RECORDS FOR THIS TASK:
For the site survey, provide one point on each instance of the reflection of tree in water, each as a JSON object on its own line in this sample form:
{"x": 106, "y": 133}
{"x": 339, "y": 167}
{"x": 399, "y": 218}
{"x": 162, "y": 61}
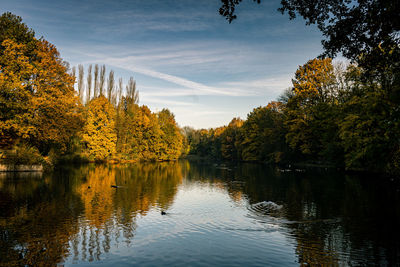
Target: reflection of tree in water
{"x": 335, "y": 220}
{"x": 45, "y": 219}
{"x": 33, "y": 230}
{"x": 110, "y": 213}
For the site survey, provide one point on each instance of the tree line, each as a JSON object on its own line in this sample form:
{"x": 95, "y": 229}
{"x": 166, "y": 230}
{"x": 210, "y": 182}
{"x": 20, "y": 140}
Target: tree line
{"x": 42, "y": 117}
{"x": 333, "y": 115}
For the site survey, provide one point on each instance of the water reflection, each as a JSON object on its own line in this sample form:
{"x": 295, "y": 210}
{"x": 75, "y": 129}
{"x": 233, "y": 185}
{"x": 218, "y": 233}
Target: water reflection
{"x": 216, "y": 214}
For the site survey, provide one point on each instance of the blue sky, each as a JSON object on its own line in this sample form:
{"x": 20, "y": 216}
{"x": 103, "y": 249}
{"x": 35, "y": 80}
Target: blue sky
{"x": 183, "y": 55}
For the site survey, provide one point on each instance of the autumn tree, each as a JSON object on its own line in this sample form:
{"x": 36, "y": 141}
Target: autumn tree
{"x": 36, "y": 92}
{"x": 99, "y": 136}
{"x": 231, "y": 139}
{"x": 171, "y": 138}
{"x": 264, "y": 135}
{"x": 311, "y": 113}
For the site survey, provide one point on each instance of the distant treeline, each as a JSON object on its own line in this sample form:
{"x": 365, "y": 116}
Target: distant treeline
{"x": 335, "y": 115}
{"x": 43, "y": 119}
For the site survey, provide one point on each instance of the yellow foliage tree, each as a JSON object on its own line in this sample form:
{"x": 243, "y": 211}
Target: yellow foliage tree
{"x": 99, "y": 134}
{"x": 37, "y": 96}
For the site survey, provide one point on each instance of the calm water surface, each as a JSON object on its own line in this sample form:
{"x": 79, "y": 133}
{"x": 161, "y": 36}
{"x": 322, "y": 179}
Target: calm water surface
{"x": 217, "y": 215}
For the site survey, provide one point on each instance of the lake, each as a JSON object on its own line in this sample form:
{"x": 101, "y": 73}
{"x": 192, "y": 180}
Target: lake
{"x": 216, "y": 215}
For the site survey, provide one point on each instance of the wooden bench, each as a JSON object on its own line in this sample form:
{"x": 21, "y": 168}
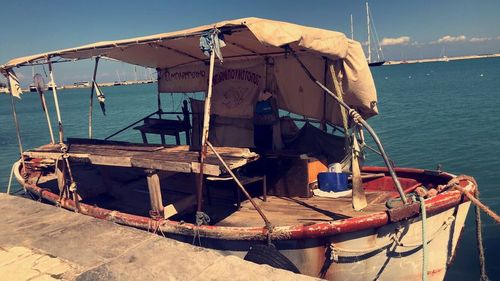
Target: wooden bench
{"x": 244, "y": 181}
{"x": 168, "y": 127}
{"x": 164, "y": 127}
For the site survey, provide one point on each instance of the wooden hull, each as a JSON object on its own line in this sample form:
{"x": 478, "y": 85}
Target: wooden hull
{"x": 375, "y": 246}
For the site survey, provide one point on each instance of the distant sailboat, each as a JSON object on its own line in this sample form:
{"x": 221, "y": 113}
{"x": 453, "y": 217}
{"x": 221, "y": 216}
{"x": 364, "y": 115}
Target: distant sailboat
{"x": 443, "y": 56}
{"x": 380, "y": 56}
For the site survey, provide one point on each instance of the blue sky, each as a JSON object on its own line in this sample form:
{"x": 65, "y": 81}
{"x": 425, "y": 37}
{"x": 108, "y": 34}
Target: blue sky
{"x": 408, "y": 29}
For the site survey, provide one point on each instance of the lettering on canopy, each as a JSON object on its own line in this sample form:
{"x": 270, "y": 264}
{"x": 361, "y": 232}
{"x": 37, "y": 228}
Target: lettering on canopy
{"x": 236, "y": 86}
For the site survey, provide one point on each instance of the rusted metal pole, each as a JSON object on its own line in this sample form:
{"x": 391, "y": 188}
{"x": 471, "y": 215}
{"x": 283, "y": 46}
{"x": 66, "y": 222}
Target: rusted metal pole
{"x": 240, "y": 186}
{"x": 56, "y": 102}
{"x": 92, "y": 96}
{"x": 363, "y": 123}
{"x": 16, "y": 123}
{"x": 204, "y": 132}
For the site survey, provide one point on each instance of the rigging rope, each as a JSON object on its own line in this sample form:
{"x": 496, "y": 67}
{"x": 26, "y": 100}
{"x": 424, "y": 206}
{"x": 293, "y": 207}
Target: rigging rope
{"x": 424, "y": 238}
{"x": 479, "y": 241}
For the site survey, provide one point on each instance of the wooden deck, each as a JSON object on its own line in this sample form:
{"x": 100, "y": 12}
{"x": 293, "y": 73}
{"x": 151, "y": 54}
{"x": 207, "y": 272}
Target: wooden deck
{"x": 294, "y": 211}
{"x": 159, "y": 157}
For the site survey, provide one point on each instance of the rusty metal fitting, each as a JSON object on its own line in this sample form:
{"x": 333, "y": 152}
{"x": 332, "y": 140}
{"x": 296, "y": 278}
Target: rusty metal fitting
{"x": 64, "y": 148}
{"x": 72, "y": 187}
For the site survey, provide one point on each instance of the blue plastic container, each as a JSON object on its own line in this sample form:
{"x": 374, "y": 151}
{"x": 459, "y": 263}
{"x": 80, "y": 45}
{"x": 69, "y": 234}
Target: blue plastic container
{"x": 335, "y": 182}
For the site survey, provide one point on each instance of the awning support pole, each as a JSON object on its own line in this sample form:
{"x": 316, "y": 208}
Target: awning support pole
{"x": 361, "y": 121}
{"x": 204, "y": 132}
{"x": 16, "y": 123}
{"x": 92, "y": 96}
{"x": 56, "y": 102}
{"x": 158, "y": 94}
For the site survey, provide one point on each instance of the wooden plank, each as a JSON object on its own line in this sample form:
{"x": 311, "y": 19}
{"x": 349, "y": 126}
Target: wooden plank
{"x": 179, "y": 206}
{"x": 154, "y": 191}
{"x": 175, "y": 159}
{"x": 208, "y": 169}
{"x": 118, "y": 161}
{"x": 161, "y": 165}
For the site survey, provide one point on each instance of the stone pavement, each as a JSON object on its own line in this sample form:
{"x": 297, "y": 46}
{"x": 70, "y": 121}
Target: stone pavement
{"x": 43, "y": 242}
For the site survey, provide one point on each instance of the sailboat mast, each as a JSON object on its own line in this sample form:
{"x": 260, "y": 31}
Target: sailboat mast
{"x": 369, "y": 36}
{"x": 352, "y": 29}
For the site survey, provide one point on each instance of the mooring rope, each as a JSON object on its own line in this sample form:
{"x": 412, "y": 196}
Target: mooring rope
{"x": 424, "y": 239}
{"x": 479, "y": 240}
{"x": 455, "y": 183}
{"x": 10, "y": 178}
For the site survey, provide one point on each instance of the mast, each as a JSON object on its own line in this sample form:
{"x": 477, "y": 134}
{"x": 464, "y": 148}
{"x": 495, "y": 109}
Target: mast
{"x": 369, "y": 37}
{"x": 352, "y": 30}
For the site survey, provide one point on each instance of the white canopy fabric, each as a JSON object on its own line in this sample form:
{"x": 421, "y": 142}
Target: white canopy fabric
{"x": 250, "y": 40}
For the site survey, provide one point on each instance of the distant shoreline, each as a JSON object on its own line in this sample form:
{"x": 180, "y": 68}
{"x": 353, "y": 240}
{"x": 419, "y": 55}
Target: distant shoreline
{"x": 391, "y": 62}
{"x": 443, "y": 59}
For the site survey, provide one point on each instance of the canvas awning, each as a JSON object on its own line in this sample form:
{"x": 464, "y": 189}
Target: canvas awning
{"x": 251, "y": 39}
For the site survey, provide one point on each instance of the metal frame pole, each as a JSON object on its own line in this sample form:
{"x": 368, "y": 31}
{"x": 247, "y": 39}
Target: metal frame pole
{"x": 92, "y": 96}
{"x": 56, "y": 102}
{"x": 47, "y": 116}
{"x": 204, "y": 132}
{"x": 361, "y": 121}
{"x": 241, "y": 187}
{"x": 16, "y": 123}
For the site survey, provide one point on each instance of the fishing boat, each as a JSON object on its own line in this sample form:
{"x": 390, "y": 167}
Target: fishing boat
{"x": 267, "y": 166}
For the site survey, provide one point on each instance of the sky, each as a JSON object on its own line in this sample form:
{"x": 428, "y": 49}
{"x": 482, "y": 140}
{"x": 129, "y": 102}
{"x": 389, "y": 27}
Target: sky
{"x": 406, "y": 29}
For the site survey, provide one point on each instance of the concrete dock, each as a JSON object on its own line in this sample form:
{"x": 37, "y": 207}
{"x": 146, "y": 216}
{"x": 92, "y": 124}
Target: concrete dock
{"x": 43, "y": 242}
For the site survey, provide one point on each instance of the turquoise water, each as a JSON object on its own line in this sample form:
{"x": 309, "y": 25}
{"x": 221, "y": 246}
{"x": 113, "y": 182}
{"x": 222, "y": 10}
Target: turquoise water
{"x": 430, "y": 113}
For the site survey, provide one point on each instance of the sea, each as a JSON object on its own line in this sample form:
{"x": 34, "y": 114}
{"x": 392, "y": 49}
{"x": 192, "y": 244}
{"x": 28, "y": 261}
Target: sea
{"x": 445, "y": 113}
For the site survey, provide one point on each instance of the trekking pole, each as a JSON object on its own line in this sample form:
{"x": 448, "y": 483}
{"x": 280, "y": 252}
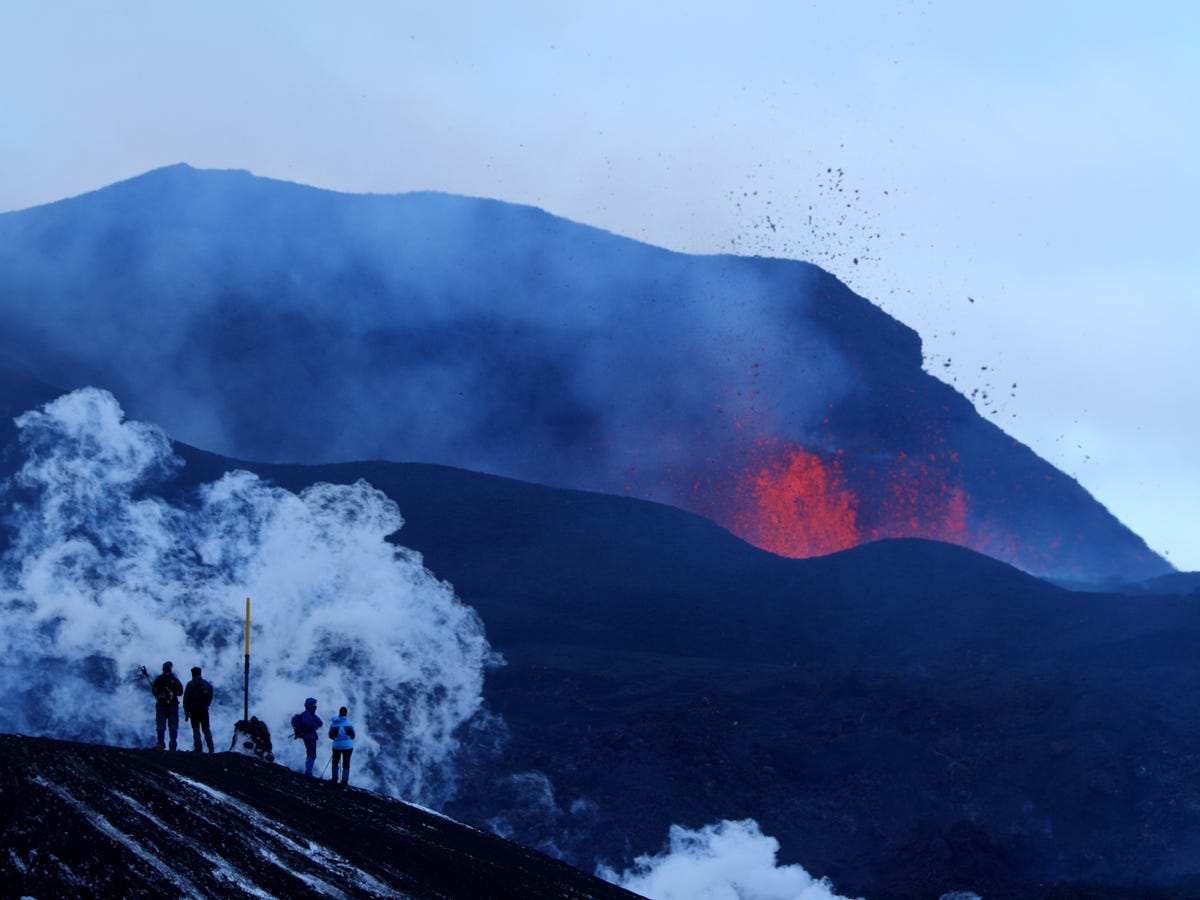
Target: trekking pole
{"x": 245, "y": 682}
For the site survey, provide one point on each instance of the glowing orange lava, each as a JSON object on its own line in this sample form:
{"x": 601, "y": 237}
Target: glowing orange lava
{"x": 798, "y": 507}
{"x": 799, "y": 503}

TASK REQUIREMENTS: Beginning at the line that contains "the sky, each", give the remaining lines of the records again exactly, through the last one. Leave out pictures.

EXERCISE OUTPUT:
For the site survey, provide one point on each instance of the sky, each as a JSON object on its own line in this sample form:
{"x": 428, "y": 49}
{"x": 482, "y": 140}
{"x": 129, "y": 102}
{"x": 389, "y": 27}
Target: sky
{"x": 406, "y": 29}
For the site survey, provide one point on each instance of the concrete dock, each as a JSON object on its own line in this sample form:
{"x": 37, "y": 207}
{"x": 146, "y": 216}
{"x": 92, "y": 124}
Target: concrete dock
{"x": 43, "y": 242}
For the site survey, provide one point on each instance of the turquoise water, each as a JSON object on its own line in this sample form:
{"x": 309, "y": 25}
{"x": 221, "y": 246}
{"x": 113, "y": 182}
{"x": 222, "y": 10}
Target: turquoise water
{"x": 430, "y": 113}
For the site survey, provide one point on each instance of the sea, each as a JSON object on its own line in this sample form:
{"x": 34, "y": 114}
{"x": 392, "y": 49}
{"x": 192, "y": 244}
{"x": 28, "y": 261}
Target: sea
{"x": 445, "y": 113}
For the site survey, provide one point on each instance of the trekking pole, each as a JSON object on its own line in this sample form:
{"x": 448, "y": 483}
{"x": 280, "y": 252}
Target: trekking pole
{"x": 245, "y": 682}
For the site survey, provide one point on each instance of the glowing orange lava, each as a JSON object on its own line in this sample form:
{"x": 601, "y": 237}
Target: glowing orange lava
{"x": 798, "y": 507}
{"x": 799, "y": 503}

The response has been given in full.